EXERCISE DETAILS:
Would you please state how many lines in the entries contain the word "white"? Only the number should be given.

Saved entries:

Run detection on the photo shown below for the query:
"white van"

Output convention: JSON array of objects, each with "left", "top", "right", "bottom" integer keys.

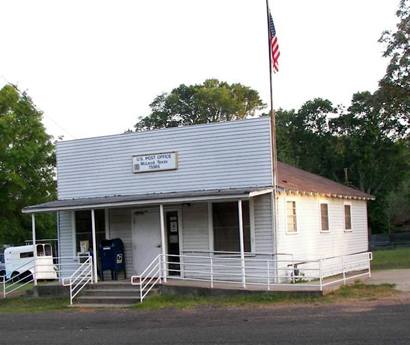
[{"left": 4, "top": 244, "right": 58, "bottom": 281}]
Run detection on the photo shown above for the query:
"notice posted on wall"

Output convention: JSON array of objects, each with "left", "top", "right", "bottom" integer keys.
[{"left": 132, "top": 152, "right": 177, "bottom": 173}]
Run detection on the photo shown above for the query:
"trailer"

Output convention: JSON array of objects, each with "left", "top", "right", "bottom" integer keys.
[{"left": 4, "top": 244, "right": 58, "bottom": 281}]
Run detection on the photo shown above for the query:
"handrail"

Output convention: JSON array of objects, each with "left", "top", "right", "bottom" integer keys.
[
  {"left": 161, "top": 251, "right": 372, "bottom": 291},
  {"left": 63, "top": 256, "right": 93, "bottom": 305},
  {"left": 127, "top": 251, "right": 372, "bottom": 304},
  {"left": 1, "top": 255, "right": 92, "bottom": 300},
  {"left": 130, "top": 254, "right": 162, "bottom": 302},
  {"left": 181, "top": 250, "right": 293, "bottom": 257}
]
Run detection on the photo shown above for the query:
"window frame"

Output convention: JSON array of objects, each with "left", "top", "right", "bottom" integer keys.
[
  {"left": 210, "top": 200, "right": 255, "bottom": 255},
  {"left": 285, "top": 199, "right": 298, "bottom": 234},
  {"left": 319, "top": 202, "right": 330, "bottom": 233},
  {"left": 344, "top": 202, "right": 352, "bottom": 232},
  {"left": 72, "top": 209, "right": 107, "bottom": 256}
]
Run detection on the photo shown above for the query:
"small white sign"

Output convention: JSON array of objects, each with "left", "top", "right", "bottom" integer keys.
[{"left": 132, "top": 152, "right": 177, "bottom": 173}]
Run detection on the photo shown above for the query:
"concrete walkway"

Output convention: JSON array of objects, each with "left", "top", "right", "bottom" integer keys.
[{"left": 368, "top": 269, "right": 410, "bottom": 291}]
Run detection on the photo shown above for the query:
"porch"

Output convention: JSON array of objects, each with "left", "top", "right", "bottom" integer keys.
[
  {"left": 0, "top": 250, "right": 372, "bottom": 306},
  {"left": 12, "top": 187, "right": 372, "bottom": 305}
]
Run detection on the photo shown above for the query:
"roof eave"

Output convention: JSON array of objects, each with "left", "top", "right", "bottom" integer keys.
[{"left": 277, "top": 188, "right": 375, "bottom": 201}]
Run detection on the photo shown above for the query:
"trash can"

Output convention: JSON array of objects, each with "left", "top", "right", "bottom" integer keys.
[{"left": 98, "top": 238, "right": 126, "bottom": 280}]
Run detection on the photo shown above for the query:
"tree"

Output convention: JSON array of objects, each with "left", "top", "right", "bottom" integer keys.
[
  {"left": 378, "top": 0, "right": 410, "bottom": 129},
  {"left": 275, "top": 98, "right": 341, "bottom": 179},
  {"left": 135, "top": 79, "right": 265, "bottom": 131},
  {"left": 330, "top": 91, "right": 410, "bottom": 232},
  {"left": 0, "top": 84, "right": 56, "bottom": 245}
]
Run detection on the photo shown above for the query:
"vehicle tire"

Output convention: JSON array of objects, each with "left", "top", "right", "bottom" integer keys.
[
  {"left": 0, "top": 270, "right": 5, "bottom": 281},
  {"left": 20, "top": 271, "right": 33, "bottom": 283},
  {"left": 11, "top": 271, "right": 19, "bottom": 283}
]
* * *
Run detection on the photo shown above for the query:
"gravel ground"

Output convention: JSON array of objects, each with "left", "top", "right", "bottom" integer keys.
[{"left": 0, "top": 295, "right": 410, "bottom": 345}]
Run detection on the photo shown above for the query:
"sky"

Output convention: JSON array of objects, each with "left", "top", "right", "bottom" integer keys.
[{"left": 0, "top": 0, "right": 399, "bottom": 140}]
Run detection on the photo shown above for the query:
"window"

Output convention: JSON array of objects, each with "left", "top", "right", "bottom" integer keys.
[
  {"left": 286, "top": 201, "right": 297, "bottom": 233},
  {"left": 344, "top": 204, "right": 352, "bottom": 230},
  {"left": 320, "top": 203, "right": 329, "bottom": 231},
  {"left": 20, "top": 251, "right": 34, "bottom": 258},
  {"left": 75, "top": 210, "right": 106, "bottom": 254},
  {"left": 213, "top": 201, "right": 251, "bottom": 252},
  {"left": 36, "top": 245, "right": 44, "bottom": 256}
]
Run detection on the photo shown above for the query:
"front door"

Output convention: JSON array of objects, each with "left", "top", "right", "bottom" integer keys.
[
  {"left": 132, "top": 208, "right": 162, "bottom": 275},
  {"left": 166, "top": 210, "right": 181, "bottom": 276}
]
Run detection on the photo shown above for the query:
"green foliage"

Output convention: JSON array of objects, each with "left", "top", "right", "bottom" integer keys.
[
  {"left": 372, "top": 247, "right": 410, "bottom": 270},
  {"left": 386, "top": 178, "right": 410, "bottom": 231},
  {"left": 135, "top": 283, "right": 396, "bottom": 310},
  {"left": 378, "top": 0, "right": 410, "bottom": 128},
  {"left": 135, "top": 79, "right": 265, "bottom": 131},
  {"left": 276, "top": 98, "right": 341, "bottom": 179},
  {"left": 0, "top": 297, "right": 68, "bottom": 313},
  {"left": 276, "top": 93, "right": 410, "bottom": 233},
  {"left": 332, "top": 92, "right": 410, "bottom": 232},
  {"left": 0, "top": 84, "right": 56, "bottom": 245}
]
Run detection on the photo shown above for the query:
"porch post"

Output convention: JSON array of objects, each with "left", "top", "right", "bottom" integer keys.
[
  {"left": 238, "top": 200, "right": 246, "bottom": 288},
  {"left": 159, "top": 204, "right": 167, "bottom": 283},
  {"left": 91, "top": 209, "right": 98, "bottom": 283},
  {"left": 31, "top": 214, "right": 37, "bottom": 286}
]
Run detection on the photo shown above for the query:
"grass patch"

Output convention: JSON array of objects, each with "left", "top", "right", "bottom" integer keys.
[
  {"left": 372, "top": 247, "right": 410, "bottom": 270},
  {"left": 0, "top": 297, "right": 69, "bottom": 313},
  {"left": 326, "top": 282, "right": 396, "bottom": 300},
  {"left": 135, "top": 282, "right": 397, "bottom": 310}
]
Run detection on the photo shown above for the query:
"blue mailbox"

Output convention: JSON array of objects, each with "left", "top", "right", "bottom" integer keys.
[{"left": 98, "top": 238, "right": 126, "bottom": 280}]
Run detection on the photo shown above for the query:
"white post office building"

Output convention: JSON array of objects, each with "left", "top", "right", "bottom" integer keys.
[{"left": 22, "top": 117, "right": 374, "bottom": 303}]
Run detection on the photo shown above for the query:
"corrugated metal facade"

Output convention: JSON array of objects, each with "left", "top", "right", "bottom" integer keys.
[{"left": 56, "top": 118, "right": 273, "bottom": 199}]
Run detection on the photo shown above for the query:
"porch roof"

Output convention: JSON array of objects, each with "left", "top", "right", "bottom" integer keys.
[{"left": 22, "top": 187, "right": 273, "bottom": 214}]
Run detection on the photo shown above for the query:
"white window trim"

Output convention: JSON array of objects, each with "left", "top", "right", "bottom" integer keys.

YOUR SOLUTION:
4